Records ▸
╭──

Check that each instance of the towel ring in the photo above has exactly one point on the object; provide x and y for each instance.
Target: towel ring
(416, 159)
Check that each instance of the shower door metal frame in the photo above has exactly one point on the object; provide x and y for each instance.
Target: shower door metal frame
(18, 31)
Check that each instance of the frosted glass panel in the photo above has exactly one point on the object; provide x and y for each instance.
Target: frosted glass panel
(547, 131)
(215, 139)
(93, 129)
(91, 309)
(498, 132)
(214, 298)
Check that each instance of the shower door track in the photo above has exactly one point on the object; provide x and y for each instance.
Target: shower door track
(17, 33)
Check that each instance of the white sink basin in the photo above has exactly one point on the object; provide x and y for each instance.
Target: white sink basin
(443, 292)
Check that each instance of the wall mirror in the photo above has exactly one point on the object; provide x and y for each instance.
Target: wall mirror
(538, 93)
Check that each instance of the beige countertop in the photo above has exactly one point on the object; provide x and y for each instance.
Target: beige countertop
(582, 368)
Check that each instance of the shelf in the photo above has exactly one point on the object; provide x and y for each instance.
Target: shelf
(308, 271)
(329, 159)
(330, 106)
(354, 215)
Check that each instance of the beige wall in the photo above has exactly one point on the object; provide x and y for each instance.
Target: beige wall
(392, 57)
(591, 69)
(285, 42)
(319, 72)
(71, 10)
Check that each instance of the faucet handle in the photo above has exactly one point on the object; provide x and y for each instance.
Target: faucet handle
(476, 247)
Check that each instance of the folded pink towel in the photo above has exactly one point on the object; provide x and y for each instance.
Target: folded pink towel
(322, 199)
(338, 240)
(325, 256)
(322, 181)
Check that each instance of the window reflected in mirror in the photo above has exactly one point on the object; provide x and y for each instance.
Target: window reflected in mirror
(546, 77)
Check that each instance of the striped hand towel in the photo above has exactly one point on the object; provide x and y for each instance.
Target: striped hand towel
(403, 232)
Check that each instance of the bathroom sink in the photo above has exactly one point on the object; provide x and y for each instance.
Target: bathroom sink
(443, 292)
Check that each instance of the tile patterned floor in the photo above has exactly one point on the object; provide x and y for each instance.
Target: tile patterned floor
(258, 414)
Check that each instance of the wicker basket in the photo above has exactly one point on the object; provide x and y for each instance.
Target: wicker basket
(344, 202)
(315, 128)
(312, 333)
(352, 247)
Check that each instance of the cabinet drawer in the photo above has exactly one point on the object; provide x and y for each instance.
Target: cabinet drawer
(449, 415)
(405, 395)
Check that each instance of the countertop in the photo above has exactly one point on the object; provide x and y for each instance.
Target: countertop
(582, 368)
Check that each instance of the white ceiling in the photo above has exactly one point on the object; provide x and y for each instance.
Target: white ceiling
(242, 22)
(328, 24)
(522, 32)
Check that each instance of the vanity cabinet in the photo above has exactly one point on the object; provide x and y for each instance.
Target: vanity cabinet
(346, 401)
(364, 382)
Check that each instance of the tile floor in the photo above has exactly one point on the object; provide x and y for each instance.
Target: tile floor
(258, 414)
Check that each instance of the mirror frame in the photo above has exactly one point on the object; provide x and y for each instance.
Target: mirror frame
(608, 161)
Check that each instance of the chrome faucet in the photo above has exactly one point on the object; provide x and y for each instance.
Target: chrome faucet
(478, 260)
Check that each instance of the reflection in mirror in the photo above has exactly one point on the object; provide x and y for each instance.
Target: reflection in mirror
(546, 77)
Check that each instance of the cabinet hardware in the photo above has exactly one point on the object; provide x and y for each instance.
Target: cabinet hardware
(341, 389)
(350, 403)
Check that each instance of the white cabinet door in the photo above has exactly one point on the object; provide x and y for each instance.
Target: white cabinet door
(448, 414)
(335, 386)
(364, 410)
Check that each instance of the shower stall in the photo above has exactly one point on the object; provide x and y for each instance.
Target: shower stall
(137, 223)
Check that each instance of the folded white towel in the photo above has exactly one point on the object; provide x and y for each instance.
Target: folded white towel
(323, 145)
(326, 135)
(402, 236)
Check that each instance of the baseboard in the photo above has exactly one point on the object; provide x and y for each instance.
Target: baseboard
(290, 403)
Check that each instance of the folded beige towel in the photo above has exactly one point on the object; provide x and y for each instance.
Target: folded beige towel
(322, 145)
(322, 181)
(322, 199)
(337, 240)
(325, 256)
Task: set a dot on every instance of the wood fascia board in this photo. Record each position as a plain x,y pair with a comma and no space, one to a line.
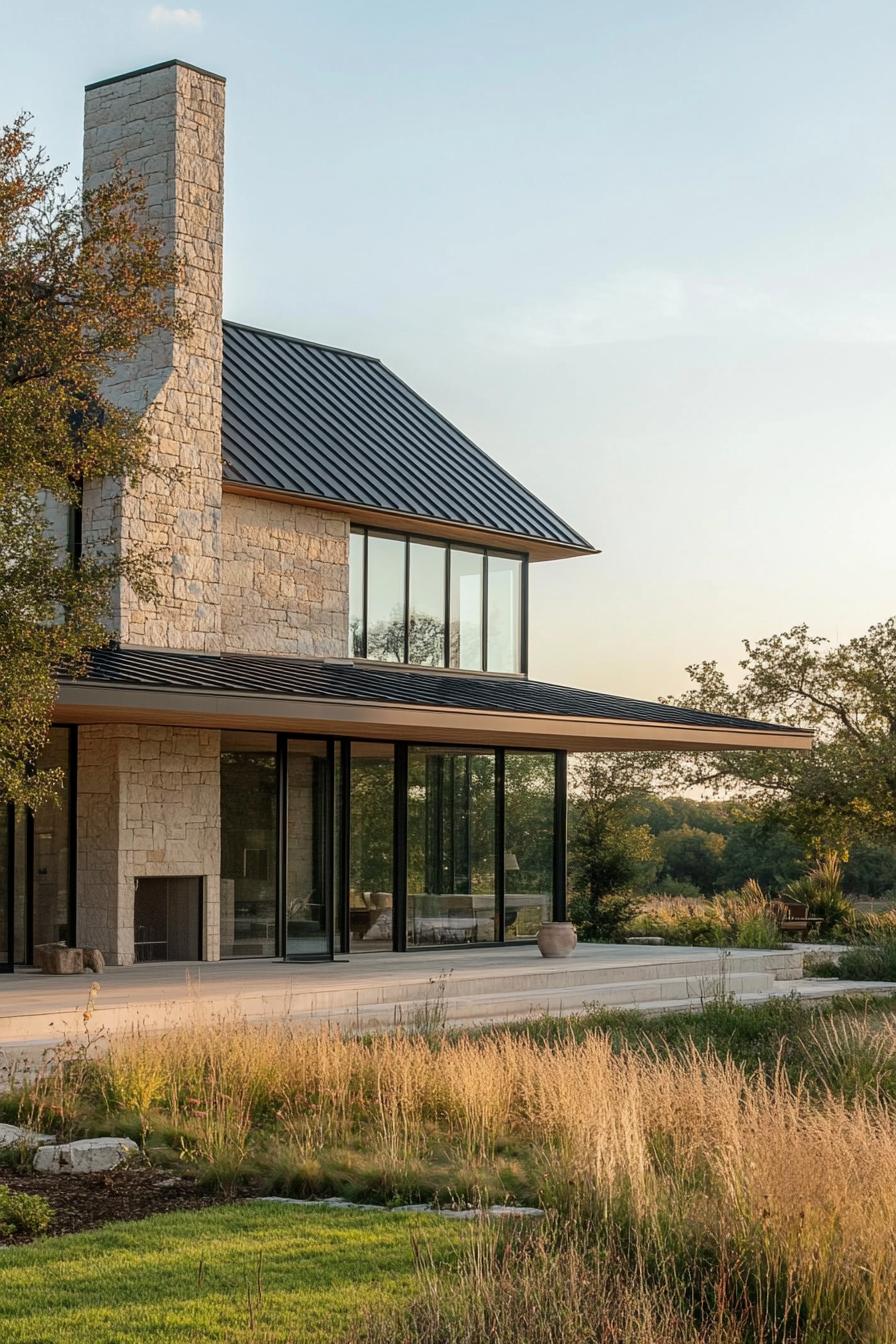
535,549
83,702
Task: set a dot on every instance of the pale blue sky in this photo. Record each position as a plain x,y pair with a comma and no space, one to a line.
644,253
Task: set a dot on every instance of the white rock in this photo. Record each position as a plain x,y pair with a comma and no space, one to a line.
515,1211
85,1155
12,1135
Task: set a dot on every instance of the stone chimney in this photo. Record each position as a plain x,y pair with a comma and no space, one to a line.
167,124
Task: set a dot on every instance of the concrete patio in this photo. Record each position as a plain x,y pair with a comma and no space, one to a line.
383,989
470,985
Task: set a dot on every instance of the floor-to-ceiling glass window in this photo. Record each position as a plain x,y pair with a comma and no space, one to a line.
386,597
465,609
426,604
450,846
20,867
6,887
504,624
371,870
51,868
308,887
247,844
528,842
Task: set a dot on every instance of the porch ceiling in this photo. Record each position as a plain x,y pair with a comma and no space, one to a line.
362,700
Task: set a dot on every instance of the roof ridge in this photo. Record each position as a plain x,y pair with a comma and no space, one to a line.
301,340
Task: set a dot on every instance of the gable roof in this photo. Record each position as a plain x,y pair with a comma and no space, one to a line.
343,429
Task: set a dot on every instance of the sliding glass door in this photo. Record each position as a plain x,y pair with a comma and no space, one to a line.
371,847
450,847
308,848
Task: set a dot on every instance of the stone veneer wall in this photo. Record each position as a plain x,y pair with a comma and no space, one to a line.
284,578
168,127
148,805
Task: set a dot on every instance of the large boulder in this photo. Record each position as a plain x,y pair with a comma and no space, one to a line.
14,1136
85,1155
57,960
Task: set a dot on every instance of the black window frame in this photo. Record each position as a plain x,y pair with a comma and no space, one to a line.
449,546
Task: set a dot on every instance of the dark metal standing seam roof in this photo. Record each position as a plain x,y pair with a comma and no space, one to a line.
321,680
343,428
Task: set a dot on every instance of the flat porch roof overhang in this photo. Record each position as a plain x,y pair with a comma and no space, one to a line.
101,702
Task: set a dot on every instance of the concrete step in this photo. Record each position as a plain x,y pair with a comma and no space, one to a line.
368,996
500,1005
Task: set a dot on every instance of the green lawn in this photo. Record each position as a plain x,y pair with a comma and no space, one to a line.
191,1277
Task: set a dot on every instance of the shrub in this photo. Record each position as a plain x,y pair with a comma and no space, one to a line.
821,889
605,918
868,962
759,930
677,887
732,919
23,1212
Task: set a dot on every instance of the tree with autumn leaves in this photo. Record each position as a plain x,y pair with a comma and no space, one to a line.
82,282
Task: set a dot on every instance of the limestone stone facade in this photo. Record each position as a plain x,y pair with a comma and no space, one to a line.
148,805
239,574
284,578
168,127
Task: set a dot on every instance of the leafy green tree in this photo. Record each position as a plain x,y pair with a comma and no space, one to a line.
609,856
762,851
845,788
869,870
692,855
82,282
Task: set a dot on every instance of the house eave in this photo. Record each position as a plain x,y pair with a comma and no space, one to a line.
536,547
92,702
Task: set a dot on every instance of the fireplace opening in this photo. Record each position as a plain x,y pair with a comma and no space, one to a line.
168,919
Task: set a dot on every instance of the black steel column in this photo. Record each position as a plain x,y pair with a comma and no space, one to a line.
344,804
329,851
399,851
500,851
8,897
73,836
560,835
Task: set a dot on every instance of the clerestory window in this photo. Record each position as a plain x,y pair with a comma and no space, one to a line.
435,604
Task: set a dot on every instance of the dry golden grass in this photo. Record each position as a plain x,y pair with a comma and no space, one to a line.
752,1195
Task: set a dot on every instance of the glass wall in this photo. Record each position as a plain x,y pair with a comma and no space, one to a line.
6,878
505,612
465,609
247,844
371,871
51,821
386,598
356,585
528,842
409,593
306,848
450,847
426,604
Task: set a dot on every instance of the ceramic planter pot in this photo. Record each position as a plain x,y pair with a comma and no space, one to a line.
556,938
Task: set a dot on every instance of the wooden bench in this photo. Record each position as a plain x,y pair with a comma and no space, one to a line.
793,915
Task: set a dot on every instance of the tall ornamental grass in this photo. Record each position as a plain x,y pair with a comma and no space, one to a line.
689,1188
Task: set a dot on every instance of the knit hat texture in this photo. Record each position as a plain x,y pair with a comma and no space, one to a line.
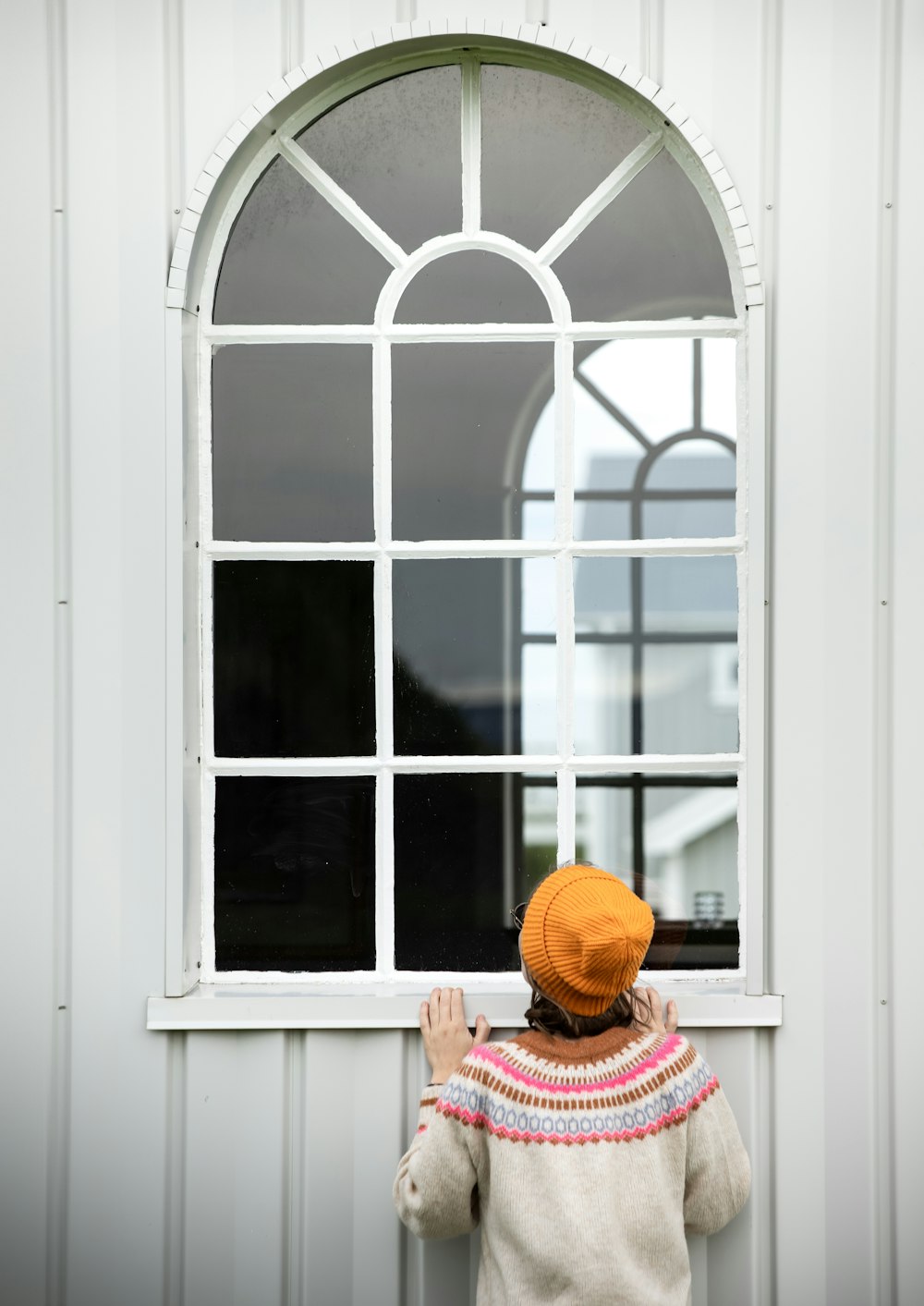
585,936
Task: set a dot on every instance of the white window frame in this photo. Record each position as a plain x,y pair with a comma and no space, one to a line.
193,995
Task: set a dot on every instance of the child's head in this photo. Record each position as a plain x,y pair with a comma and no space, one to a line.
584,938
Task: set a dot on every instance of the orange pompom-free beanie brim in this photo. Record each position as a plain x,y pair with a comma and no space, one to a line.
585,936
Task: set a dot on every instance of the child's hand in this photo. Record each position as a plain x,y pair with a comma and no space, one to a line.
650,1015
446,1039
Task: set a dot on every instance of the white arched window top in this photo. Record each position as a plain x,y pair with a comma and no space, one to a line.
471,544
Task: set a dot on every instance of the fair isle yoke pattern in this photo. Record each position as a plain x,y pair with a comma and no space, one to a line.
645,1085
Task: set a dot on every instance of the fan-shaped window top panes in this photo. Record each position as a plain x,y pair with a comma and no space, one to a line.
470,543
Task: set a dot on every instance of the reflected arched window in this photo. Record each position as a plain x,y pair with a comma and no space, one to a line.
470,527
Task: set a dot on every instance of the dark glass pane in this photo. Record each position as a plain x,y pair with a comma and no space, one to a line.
294,259
397,149
293,442
546,144
294,658
452,907
683,837
295,873
457,676
651,253
473,287
457,416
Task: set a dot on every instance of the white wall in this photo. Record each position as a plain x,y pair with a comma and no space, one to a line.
256,1167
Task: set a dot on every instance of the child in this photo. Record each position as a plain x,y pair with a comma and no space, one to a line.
589,1144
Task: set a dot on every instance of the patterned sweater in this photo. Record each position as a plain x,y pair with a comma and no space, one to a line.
586,1161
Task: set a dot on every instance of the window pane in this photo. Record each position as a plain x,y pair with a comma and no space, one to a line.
457,678
294,259
473,287
675,594
546,144
689,594
602,699
457,431
683,837
689,698
686,674
293,442
294,873
645,385
461,844
395,148
651,253
294,658
603,596
540,699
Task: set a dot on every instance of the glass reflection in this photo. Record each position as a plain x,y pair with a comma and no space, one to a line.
293,442
457,679
395,151
657,654
674,838
645,461
294,663
546,144
466,849
294,873
293,259
473,287
651,253
459,416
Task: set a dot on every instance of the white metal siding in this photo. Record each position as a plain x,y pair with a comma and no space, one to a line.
256,1167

╰──

Problem statement ▸ Reproduce nothing but the lines from the line containing "Task: set a dot on every instance of the patterned" to the last line of the data, each exactly as written.

Correct response ▸
Task: set a dot on every instance of the patterned sweater in this photo. Record each position as a plain x,y pair with a comma and no space, one to a line.
586,1161
Task: set a dot on every instance of the window pane in this photo. Record each position as a plain x,y pair with a comma and no space, one to a line.
457,678
294,259
473,287
675,594
546,144
689,594
602,699
457,431
683,837
689,698
686,674
293,442
294,873
645,385
461,844
395,148
651,253
294,658
603,596
540,699
Task: set a dot on every instance of the glass reflection in this photo. Record each position as a plain x,y pair with a comma and no space, one to a line.
293,442
457,679
395,151
657,654
674,838
645,461
294,663
546,144
466,849
294,873
293,259
473,287
651,253
459,416
Task: set a dot on every instance of the white metal siding in this photo. Record each position as a plain x,y pair with a comma and no space, one to a line.
256,1167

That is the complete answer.